Your goal:
The expected output is the data itself, duplicated in full.
** Opening Source material block **
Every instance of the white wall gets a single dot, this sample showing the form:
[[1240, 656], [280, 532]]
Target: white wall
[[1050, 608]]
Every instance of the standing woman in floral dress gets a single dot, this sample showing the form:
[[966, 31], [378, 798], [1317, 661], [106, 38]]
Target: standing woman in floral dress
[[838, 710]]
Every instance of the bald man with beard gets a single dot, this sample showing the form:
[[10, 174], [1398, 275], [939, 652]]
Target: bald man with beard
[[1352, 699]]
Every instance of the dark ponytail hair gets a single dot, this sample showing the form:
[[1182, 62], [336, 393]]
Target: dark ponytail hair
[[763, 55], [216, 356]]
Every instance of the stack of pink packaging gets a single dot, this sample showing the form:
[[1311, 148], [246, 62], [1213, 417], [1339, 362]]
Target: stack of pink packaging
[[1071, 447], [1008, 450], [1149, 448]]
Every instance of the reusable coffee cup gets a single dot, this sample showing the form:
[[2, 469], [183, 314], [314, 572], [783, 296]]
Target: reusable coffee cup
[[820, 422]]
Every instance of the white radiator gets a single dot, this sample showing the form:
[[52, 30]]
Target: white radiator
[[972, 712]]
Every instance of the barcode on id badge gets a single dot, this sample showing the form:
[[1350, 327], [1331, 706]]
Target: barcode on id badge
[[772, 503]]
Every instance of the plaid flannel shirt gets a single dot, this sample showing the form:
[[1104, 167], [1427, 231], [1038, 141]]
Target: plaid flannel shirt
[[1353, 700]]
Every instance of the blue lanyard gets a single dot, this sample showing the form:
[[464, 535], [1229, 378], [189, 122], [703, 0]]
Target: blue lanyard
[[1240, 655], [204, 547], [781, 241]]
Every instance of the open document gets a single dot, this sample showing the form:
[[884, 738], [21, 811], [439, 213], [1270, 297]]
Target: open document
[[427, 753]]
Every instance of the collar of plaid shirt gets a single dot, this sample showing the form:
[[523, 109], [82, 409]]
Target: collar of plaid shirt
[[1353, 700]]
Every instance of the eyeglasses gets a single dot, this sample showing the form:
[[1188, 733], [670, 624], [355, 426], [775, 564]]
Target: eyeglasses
** Closing Source material block **
Response to the exercise:
Every instance of the white wall gets a single dot, this sample showing the form:
[[1240, 656], [280, 532]]
Target: white wall
[[1050, 608]]
Every instance of the standing woman in floral dress gets a single dot, this sample showing the form:
[[966, 31], [378, 798], [1317, 661], [106, 38]]
Target: standing woman in floral dress
[[838, 710]]
Every instance of the bald man with beard gets a single dot, this sample showing the form:
[[10, 174], [1398, 275], [939, 652]]
Target: bald man with beard
[[1352, 699]]
Every instance of the dark ponytail hair gets a single dot, this sample showing the form:
[[1182, 62], [336, 393]]
Target: dark ponytail hair
[[763, 55], [216, 356]]
Every instance of the stack of pink packaging gets a single dot, this sample showing the form:
[[1311, 148], [246, 62], [1213, 417], [1339, 362]]
Target: stack of pink packaging
[[1071, 447], [1008, 450], [1149, 448]]
Every instance of the reusable coffee cup gets a single dot, this sample showing the form:
[[2, 469], [183, 314], [314, 572], [783, 296]]
Target: reusable coffee cup
[[820, 422]]
Every instance of the white radiator gets a single dot, this sample showing the form:
[[52, 30]]
Target: white radiator
[[972, 712]]
Every instance of the barcode on id badge gets a single dot, this sample showing the form:
[[1350, 327], [1331, 706]]
Target: barcode on id badge
[[772, 503]]
Every instance of the plaid flannel shirt gets a single dot, this sample showing the form:
[[1104, 167], [1427, 231], [1038, 141]]
Target: plaid flannel shirt
[[1353, 700]]
Every instance of the blue lanyard gets a single dot, this sample showing the form:
[[464, 535], [1229, 378], [189, 122], [703, 0]]
Target: blue lanyard
[[1240, 655], [204, 547], [781, 241]]
Every instance of the open document gets a single dot, this sample showing the form:
[[884, 738], [21, 811], [439, 213], [1270, 297]]
Target: open document
[[427, 753]]
Every instance of the collar of plaid shirt gets a single dot, this sample showing the form:
[[523, 109], [82, 409]]
Target: collar of plaid shirt
[[1353, 700]]
Every instance of the eyeglasses gets a single dot, this sample showing the form:
[[1188, 733], [670, 624], [355, 426], [775, 564]]
Target: eyeglasses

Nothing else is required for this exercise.